• _Görevler_:
**a)** Irak savaşından çıkarılacak derslere dair metne göre ABD işine geldiğinde kimi satmıştır?
**b)** Irak savaşından çıkarılacak derslere dair metni iki cümleyle özetleyiniz.
**c)** Irak savaşından çıkarılacak derslere dair metni, son cümlesinden itibaren sürdürerek tamamlayınız.

++++ Kaynak Metin ++++

Bizim Çıkaracağımız Dersler:

Amerika her zaman çıkarı için karşısındaki ülkeyi kullanmaktadır. Bize düşen bu kritik zamanda ülkemizin her türlü menfaatini sağlamak, bunu sağlarken de Amerika’nın kirli savaşına bulaşmamaktır. ABD işine geldiğinde müttefiklerini bile satmıştır.

Bizim Irak savaşından çıkaracağımız dersler vardır.

İlki unutmamalıyız ki hiçbir zaman kâfirden dost olmaz. Bugün yüzüne güler, yarın sırtından bıçaklar. Tarih bunun örnekleri ve tecrübeleri ile doludur.

++++ Veri Kümesi Kesiti ++++

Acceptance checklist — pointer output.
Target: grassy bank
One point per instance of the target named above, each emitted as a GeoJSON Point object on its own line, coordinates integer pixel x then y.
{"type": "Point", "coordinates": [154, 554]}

++++

• _Görev Bazında Sonuçlar_:
**a)** Müttefiklerini bile satmıştır.

**b)** Metin, Amerika'nın her zaman çıkarı için karşısındaki ülkeyi kullandığını ve işine geldiğinde müttefiklerini bile sattığını, bu kritik zamanda ülkenin her türlü menfaatini sağlarken Amerika'nın kirli savaşına bulaşılmaması gerektiğini öne sürer. Irak savaşından çıkarılacak derslerin ilki olarak da kâfirden hiçbir zaman dost olmayacağını ve tarihin bunun örnekleriyle dolu olduğunu belirtir.

**c)**
İkincisi ise biz müslümanız. Dedelerimiz yüzyıllarca Malazgirt’ten Mohaç’a, Plevne’den Çanakkale’ye İslâm için, vatan için yaşamış ve çarpışmışlardır. Biz onların torunlarıysak bize düşen imandır, şecaattir, cesarettir, fedakârlıktır. Onlar nasıl ki küçücük bir beylikten, İslâm’ı âli tuttukları için, kocaman bir imparatorluk oldular, biz de ancak rızâ-i ilâhî’yi gözeterek bu badirelerden sıyrılabiliriz. Çünkü hüküm Allah’ındır. Bize O’nun rızâsı ve hoşnutluğu lâzım. Avrupa Birliği’nin, Amerika’nın eteği altında adam olmaktansa, İslâm için, vatan için yaşar, İslâm için, vatan için şerefimizle ölürüz.

Eğer O’nun desteği varsa, kimse karşımızda duramaz amma O desteğini çekerse ne kadar kuvvetli görünsek de sonunda hüsrana uğrarız. Önümüzdeki büyük sıkıntı ve harpleri ancak böyle aşabiliriz. O’nun rızâsını gözetirsek O bizi destekler, muzafferiyet verir.

“Eğer Allah size yardım ederse artık sizi yenip mağlup edecek yoktur.

Eğer sizi yardımsız bırakıverirse, O’ndan başka size yardım edecek kimdir?Müminler yalnız Allah’a güvensinler.” (Âl-i imrân: 160)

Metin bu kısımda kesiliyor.